----- Exercise data

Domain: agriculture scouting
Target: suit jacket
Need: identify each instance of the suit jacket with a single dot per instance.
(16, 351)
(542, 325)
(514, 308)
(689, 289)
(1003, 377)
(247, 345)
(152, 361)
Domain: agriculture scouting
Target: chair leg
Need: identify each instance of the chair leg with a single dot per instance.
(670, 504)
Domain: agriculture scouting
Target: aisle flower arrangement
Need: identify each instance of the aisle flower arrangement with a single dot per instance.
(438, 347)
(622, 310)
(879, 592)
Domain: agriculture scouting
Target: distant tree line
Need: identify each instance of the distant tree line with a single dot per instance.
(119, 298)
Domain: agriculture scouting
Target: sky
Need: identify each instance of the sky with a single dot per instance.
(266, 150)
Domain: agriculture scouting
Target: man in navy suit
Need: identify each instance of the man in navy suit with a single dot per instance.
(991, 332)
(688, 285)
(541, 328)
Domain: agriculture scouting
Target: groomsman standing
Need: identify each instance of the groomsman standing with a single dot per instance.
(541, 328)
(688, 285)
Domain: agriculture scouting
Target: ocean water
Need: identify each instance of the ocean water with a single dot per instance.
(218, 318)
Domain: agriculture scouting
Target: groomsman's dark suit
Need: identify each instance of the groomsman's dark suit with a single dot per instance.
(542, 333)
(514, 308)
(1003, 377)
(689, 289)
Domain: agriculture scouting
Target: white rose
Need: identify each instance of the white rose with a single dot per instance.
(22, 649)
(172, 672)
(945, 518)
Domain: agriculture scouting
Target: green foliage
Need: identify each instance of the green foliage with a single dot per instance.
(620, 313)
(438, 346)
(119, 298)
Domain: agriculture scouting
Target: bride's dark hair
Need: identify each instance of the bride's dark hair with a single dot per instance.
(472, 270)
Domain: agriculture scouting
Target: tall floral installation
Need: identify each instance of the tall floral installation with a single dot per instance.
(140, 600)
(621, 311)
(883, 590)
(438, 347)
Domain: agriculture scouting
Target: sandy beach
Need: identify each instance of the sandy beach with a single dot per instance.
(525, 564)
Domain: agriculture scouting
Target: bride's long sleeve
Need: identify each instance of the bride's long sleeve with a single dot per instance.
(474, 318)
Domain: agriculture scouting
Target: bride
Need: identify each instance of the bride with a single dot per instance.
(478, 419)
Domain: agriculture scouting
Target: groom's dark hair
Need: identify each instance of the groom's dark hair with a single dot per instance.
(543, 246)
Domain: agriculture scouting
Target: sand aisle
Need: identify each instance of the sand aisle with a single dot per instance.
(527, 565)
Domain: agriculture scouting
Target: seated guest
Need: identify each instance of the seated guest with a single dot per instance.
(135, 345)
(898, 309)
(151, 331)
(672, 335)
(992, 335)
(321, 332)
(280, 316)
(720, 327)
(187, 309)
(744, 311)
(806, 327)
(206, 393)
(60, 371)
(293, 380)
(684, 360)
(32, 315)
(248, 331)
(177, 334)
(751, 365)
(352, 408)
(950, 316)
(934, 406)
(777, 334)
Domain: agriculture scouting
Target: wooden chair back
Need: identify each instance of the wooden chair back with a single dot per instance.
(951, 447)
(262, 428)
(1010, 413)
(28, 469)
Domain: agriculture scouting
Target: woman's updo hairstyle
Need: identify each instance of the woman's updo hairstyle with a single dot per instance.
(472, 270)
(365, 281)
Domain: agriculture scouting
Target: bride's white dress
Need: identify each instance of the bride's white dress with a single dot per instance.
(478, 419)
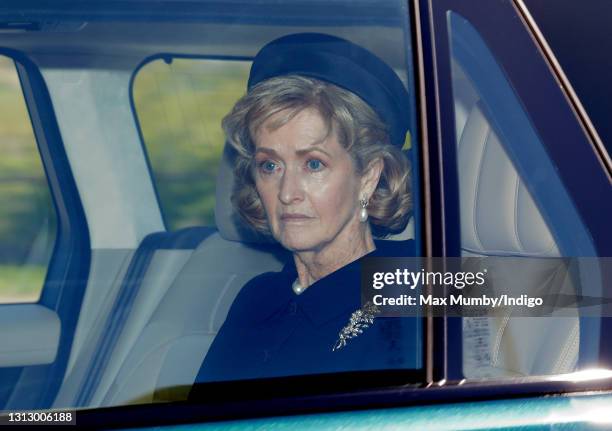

----------

• **What the exercise asks**: Pictures don't belong in the copy. Restate all the entries exactly.

• **Answer section**:
Domain: agriculture scouting
Target: suit jacket
Need: identify each instance of the suit jacket with a single dot per instance.
(16, 351)
(542, 325)
(514, 308)
(689, 289)
(1003, 377)
(247, 345)
(152, 361)
Domain: agriculture scouting
Target: chair leg
Need: identify each instance of the chair leg with a single dot per instance.
(670, 504)
Domain: agriculture scouting
Target: aisle flower arrangement
Need: identify each instance of the aisle flower arrangement with a single dot per instance.
(438, 347)
(622, 310)
(879, 592)
Domain: agriculture scouting
Target: distant tree line
Need: identify each instance of the distant tree line with a single dot per instance.
(119, 298)
Domain: agriculture scouting
Target: sky
Need: identify each instance of the sky with a single dot per instance.
(266, 150)
Domain: agriculture scouting
Target: man in navy suit
Need: identify each instance of the man in navy suit with a single dot per instance.
(991, 332)
(688, 285)
(541, 328)
Domain: agriculture scouting
Target: groomsman standing
Need: identify each instance of the groomsman standing with a single dot per instance.
(541, 328)
(688, 285)
Domain: agriculture scouting
Target: ocean water
Need: identify each instance of the ocean water with a single dot per instance.
(218, 318)
Domain: agriculture scouting
Target: groomsman's dark suit
Need: identify each instance of the groomsman's dark suit with a single dot per instance.
(542, 333)
(514, 308)
(1003, 377)
(689, 289)
Domain: agriculture scouting
Target: white rose
Need: identify each instance of the white rose with a single dot per instance.
(22, 649)
(172, 672)
(945, 518)
Domain: agriculture scouting
Target: green foliage
Need: identify each instance of the green foliage with a single dot per instance.
(620, 313)
(438, 346)
(119, 298)
Domain: agriculture scouting
Target: bride's dark hair
Need: identify each instance of the bride's dark hair with a single dot per instance.
(472, 270)
Domain: agriculture scouting
Target: tall floral installation
Need: identify each instance of the tall floral installation with a single dot per instance.
(140, 600)
(621, 311)
(883, 590)
(438, 347)
Domain: agriculture scouting
Target: sandy beach
Need: identify each instance of the sandy beach with a single dot per instance.
(525, 564)
Domain: agriculture scouting
Target: bride's long sleeve
Need: identify each instance of the bride's long sleeve with a single dot per instance.
(474, 318)
Domain: agriculture scouting
Target: bride
Need: identify each instance of the bride with a single dot per instance.
(478, 419)
Domain: agriculture scouting
Target: groom's dark hair
Need: identify each instance of the groom's dark hair with a single dot per instance.
(543, 246)
Domain: agriculture scouting
Target: sand aisle
Need: identify each instance of the sand aisle with a single dot per instance.
(527, 565)
Domain: agriculture scouting
Target: seated guest
Need: identify each instance of the seated guest with a single dot per instance.
(135, 345)
(898, 309)
(151, 331)
(672, 335)
(992, 335)
(321, 332)
(280, 316)
(720, 327)
(187, 309)
(744, 311)
(806, 327)
(206, 393)
(60, 371)
(293, 380)
(684, 360)
(32, 315)
(248, 331)
(177, 334)
(751, 365)
(352, 408)
(950, 316)
(934, 406)
(777, 334)
Domain: agriculture scouting
Target: wooden chair back
Need: identify each instance of the wooden chair back with a single dot per instance.
(951, 447)
(262, 428)
(1010, 413)
(28, 469)
Domain: agriculture scouting
Target: woman's updo hairstyle
Need: identify each instance of the woman's updo hairstyle with a single dot per instance.
(472, 270)
(365, 281)
Domain: agriculture scouting
Target: bride's white dress
Need: identify each instance of the bride's white dress with a single dot per instance.
(478, 419)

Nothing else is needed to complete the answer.